Image point annotation data
((
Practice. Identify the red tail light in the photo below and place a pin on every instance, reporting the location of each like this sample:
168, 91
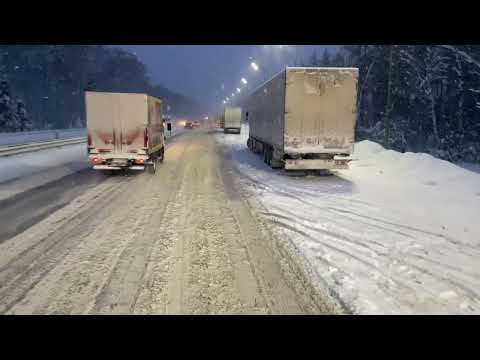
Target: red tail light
145, 139
96, 160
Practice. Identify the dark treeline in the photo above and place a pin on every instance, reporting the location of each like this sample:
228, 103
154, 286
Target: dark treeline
42, 86
416, 97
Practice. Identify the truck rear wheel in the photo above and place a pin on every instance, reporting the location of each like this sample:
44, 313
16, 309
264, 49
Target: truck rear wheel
153, 167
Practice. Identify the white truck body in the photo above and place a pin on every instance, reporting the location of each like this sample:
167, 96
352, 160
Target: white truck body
232, 119
124, 130
304, 118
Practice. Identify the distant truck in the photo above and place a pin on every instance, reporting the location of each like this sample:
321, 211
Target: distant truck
304, 118
125, 131
232, 119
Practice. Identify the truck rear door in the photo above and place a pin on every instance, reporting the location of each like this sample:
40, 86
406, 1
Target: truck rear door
320, 110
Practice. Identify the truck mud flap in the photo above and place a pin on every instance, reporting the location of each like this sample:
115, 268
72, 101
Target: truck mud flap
108, 167
315, 164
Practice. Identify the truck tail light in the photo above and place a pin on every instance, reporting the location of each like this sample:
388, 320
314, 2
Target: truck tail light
145, 139
96, 160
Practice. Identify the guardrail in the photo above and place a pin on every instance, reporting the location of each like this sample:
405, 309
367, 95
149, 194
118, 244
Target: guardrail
27, 137
39, 145
19, 149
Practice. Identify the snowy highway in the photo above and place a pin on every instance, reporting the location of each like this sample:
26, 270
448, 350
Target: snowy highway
217, 231
394, 234
180, 241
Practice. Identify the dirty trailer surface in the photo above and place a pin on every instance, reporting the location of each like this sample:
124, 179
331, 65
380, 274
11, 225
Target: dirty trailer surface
182, 241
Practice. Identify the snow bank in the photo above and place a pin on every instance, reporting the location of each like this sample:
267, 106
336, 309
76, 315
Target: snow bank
395, 234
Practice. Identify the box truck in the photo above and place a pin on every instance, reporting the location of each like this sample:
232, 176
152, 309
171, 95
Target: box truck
125, 131
232, 119
304, 118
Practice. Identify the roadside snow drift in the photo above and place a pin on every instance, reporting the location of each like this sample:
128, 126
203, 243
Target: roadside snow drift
395, 234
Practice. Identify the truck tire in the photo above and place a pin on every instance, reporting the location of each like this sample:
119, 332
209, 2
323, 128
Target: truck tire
162, 155
153, 167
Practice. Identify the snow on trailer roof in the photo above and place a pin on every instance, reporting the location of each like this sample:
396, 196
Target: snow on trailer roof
123, 93
302, 68
321, 68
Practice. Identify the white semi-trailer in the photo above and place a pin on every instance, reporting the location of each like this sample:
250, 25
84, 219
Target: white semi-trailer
232, 119
304, 118
125, 131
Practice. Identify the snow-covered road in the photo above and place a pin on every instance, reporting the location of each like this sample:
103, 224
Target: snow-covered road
23, 172
394, 234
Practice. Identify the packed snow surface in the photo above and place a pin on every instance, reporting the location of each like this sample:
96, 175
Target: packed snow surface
22, 172
397, 233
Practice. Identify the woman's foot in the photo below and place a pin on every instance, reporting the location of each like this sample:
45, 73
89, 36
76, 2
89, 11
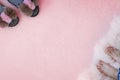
))
Problem description —
Gather every line of the data above that contains the string "wheel", matching case exactly, and copy each of those lines.

Complete response —
Practice. Identify the truck rear wheel in the photo above and place a pin on every instance, reporting the location of each like this sample:
Target: truck rear wheel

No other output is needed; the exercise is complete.